### PROVIDED PASSAGE

*** Block opens ***

What’s Next?
by G. Alfred Kennedy

In the midst of a COVID-19 Pandemic, national protests of regular police killings of mainly unarmed Black men (and a few Black women), rising levels of unemployment, the shuttering of thousands of community-based small businesses, preparation for important national elections in November, international condemnation of America’s failure to address the consequences of its original sin of slavery and institutional racism, the press of daily life goes on for each of us.

Inevitably, the question for all of us becomes, “What’s Next?”  Other questions are, where do we as individuals, families, groups, organizations, and communities, go from here when the media shifts its focus from the protests to the November elections?  Which issues will merit our immediate attention:  public safety during Phase Two of the Pandemic, demands for police reform, social justice, racial equality, finding a job, rebuilding a business, or, completing an education.  No one, including the most privileged among us, will have the luxury of remaining static, immobile, or crippled by decisional paralysis.

As my mother often told my three siblings and me when confronting crises or challenges, “Think it through and then make a decision – even if it’s wrong.  Adapt and move on; learn as you go.”  That is where many Americans find themselves.  What is the best decision for themselves, their families, or their communities?  How broad a list of concerns can one individual manage?  Are the demands for racial justice as important as the need for a job, or rebuilding a business?  Or, how does one apportion one’s time?

*** Block closes ***

Extend the essay "What's Next?" from the point where it stops. The records are separate material and have nothing to do with the essay.

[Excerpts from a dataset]
*** Block opens ***

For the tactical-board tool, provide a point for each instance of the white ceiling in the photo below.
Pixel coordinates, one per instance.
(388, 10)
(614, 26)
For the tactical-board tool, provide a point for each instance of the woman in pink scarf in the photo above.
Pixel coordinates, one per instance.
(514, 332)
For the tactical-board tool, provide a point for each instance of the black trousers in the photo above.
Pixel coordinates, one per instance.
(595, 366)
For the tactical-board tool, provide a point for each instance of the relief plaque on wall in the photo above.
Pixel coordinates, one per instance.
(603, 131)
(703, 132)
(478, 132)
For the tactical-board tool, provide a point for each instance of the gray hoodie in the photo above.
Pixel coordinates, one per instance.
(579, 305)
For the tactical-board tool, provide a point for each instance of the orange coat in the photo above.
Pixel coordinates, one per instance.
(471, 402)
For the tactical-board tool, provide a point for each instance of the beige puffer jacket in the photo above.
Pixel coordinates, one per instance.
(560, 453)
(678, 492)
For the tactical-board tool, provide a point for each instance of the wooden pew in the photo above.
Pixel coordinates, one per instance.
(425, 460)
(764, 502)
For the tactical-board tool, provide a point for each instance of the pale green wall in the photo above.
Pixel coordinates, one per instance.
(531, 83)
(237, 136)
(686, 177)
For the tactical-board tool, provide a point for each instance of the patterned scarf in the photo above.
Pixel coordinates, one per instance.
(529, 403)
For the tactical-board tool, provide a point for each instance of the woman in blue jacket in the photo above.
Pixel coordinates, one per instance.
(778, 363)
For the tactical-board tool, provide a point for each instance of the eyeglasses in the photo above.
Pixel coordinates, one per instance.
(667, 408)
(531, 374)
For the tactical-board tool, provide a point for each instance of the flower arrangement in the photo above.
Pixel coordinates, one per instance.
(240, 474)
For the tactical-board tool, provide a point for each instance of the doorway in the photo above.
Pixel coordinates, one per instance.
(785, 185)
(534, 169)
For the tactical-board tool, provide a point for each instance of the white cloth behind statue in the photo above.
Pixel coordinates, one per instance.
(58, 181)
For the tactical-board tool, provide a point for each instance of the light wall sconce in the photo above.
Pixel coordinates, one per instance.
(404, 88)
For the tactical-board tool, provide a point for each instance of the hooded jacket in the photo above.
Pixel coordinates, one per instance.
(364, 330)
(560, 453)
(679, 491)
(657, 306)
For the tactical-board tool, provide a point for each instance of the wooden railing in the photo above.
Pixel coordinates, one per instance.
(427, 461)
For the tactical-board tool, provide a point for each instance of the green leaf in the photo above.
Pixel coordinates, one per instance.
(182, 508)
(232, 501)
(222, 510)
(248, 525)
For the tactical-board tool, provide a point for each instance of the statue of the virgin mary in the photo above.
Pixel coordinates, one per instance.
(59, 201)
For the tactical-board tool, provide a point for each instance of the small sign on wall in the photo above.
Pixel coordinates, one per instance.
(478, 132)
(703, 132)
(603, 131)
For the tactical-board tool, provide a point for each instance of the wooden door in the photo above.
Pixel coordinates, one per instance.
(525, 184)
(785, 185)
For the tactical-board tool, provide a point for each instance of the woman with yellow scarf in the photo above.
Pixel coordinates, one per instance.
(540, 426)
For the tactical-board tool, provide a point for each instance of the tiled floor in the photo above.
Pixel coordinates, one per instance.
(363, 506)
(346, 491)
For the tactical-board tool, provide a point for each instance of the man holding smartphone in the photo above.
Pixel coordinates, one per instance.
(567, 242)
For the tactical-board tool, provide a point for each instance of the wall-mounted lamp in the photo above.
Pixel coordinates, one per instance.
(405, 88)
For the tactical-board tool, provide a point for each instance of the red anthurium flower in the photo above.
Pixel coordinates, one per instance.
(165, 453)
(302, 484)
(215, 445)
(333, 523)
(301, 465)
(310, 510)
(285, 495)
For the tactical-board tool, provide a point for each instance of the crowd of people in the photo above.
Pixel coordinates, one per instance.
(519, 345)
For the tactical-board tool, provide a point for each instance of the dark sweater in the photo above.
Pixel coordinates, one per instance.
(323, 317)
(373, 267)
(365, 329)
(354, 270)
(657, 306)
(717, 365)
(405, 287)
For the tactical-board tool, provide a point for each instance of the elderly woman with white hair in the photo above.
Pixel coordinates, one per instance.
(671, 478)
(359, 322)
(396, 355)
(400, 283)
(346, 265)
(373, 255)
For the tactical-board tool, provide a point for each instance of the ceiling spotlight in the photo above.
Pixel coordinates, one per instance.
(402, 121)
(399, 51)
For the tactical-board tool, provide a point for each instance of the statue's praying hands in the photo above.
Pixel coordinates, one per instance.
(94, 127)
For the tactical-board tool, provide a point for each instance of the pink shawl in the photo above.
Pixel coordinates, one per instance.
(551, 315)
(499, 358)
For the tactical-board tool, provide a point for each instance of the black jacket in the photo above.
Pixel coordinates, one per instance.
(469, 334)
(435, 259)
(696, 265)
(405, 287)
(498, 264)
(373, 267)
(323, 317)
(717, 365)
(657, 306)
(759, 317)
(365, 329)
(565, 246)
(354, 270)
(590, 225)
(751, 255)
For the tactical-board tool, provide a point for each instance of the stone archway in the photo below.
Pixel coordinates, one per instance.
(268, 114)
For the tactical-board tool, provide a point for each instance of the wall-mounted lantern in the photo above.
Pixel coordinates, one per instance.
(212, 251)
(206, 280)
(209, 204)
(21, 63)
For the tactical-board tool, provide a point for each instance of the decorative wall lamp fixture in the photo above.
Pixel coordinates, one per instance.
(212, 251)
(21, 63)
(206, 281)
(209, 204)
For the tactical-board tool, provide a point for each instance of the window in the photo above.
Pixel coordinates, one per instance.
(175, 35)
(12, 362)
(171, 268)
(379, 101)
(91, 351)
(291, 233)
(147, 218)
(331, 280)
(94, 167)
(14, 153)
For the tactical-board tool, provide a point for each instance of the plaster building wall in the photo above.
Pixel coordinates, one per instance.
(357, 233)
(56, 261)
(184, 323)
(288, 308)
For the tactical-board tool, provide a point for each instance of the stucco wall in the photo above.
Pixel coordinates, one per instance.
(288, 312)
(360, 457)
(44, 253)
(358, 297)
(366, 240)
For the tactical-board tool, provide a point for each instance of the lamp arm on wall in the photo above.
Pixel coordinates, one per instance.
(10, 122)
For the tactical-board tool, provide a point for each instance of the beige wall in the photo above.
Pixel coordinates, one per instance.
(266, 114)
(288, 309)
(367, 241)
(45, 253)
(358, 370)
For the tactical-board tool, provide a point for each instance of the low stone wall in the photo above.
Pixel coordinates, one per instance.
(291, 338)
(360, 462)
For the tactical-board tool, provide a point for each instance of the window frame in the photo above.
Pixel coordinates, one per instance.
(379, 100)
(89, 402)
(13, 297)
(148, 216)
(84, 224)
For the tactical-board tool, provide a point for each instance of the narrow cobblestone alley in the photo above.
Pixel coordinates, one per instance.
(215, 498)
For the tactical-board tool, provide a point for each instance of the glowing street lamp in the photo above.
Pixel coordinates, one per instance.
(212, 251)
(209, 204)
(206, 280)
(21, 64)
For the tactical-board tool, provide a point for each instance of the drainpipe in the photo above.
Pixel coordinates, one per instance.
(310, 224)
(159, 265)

*** Block closes ***

### EXERCISE RESULT
I maintain – as others have – that in the midst of a country in turmoil, we have reached an inflection point in the evolution of the American experiment.  The easy, perhaps more natural choice is to retreat into our silos of interest, adopt the cloak that speaks to our primordial need to survive.  Set aside the issues that are extraneous to one’s immediate condition.  We have walked that path too consistently in the past, and now we find ourselves at the familiar intersection of justice for some at the expense of others, and demands for inclusion.

So, what’s next?  Can we afford to pass through this crossroad as quickly as we have done on numerous earlier occasions while pushing the consequences of our inaction forward to another generation of citizen, of elected leadership.  I think not. 

What distinguishes this inflection point from previous ones are the multi-generational composition of the protesters, their belief that they are their brother’s  (and sister’s) keeper; that justice for some can not be at the expense of justice for others.  That they are not going to turn a blind eye to this level of injustice, and that every person matters.  And then this inflection point is brought into sharper relief by the power and ubiquity of social media and video technology.

Murder by cop is as old as the republic.  It is committed out of sight, undocumented, and acculturated by law enforcement.  It is pattern and practice and, therefore, instinctive.  Today, however, it is likely that egregious police behavior committed in public will be documented by someone and shared with a global audience in seconds. 

What was heretofore Black reality, Black pain, is now pain felt by others.  The images are horrific, graphic, and in living color, and memorialized for posterity.  Those images and the debate that ensues occupy a prominent place around dinner tables just as images of death and the brutality of the Vietnam War did for an earlier generation.  That conflict split families, some permanently.  Images of police killings of unarmed Blacks today are uniting families.  That is a change.  Videos illuminate police behavior and inform the public when previously, there was only silence, complicity, and preservation of blue culture.  Blacks died in anonymity – except to the victim’s families – with silence from the rest of us.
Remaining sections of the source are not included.